Records to use:
※ ※ ※

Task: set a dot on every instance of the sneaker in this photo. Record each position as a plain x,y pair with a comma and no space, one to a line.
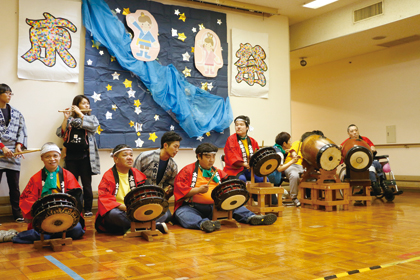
162,227
296,202
88,214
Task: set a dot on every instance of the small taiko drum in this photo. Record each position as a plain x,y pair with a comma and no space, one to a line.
230,195
146,203
265,161
321,153
357,155
54,213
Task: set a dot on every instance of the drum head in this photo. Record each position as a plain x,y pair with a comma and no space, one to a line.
330,158
56,219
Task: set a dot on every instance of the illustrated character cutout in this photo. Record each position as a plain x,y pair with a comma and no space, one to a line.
208,53
50,36
145,45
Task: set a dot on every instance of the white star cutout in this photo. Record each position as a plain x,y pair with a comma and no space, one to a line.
96,96
131,93
139,143
137,110
186,56
115,76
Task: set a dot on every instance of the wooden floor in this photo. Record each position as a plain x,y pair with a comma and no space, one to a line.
303,244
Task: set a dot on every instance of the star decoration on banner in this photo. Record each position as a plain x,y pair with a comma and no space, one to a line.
126,11
186,72
139,143
127,83
186,56
182,37
131,93
96,96
99,130
182,17
115,76
137,110
152,136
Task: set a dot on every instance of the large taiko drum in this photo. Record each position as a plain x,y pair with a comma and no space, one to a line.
357,155
321,153
265,161
54,213
230,195
146,203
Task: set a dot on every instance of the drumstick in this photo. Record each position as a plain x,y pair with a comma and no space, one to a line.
23,152
69,110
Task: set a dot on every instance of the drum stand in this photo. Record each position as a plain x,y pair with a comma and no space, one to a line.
223,214
323,182
55,243
264,191
146,234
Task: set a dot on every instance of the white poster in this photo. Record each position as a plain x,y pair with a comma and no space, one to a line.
49,40
250,76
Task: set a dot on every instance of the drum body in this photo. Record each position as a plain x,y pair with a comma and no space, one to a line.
230,195
55,213
357,155
321,153
146,203
265,161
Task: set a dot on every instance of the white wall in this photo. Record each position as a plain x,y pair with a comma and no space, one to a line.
39,101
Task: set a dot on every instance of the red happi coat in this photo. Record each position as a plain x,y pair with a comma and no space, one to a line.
233,154
183,182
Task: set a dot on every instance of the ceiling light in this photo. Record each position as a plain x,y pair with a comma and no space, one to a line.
318,3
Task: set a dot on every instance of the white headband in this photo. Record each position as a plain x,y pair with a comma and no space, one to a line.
120,150
50,148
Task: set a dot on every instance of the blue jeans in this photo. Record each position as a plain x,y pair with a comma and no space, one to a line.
194,214
29,236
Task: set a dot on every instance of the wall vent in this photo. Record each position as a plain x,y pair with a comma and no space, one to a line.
368,12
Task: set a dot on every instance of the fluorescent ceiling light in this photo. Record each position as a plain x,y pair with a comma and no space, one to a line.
318,3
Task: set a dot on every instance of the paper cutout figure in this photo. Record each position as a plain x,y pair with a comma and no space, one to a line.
50,36
251,65
145,44
208,53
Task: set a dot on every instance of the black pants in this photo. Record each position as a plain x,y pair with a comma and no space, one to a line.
81,168
14,192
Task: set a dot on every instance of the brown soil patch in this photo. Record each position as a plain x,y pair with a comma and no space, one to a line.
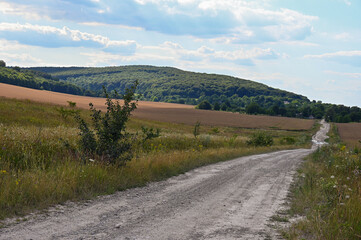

※ ※ ※

Work to be completed: Copy out all of the records above word for word, leaving out the pictures.

Full solution:
Task: set a dot on every instance of the sneaker in this photo. Record each position as a plain x,y pair with a comma and no space, one to a line.
162,227
296,202
88,214
Task: set a dot on every instance of the small taiko drum in this photo. Record each position as a plain x,y pair with a comma and no space, one to a line.
230,195
146,203
265,161
321,153
357,155
54,213
Task: set a dot on every instance of the drum head in this photo. Record each position as a plain x,y pair with a comma and no space, one to a line.
330,158
56,219
Task: set a dot on every instance of the illustrated character cutout in this photo. Record each position as a plain x,y pair with a comma and no space, one to a line.
208,53
50,36
145,45
Task: set a dot on every instance of the white star cutout in this photo. Record each position as a plain x,y pair with a comma and no space, one to a line.
96,96
131,93
139,143
137,110
186,56
115,76
Task: set a dot on every instance of the wooden floor in this photo. Record each position as a plain x,y pair with a comma and no space, one to a line.
303,244
Task: set a dot on every instance of the star decoration on banner in this photo. Record each position as a plain x,y pair with a comma and no space, one to a line.
126,11
186,72
139,143
127,83
186,56
182,37
131,93
96,96
99,130
182,17
115,76
137,110
152,136
Task: set a dot on every instance of the large taiko drum in this photo. Record each position as a plain x,y pair with a comma and no space, one to a line.
357,155
321,153
265,161
54,213
230,195
146,203
Task: set a dot on every instance of the drumstick in this photo. Record each position as a plain x,y pair with a comma and no space, one to a line.
23,152
69,110
Task: set a dot on every instance of the drum stand in this photo. Record each position as a plain x,y pair with a comma and no space, one to a line.
223,214
323,182
55,243
264,191
146,234
Task: set a dot on every instance of the white poster in this photo. Record each position as a plain x,y pair with a comma and no space, one to a line.
49,40
250,76
Task: set a dot on every instance of the drum body in this photo. Record each position as a plain x,y pair with a comma and no space, one to a line.
230,195
55,213
357,155
321,153
146,203
265,161
Task: set a dot on every instance of the white wall in this photo. Record each position as a plain x,y pair with a comma and no space, one to a line.
39,101
Task: set a dot on every instance of the red happi coat in this photo. Record each position as a plain x,y pair with a comma and no space, one to a line.
233,154
183,182
Task: set a dot on every instance of the ceiling light in this photo. Record each position as a plain x,y pair with a comma and no space, one to a line.
318,3
Task: set a dot on every instance of the white headband in this photo. Record each position as a plain x,y pair with a comma and no space, one to a line.
120,150
50,148
Task: set a dot on every instance of the blue jeans in this photo. Record each position as a plain x,y pair with a comma and no space, one to a line.
194,214
29,236
Task: set a dot on every instance of the wall vent in this photo. Record each position as a plain x,y pair with a comma and no space, one to a line.
368,12
Task: set a dot on every instance of the fluorescent ceiling light in this photo. Record each position as a plain x,y pair with a comma and no space, one to a line.
318,3
Task: set a dot on every instance of the paper cutout figure in this photo. Record each position as a plain x,y pair with a comma and no space, one to a line.
50,36
251,65
145,44
208,53
Task: set a dot on every instance of the black pants in this photo. Record each position as a plain x,y pair with a comma and no space, one to a line.
81,168
14,192
Task: set a dot on every instance of the brown soil patch in this photo. Record each position as a plain x,y pair with a comma and no space, one to a line.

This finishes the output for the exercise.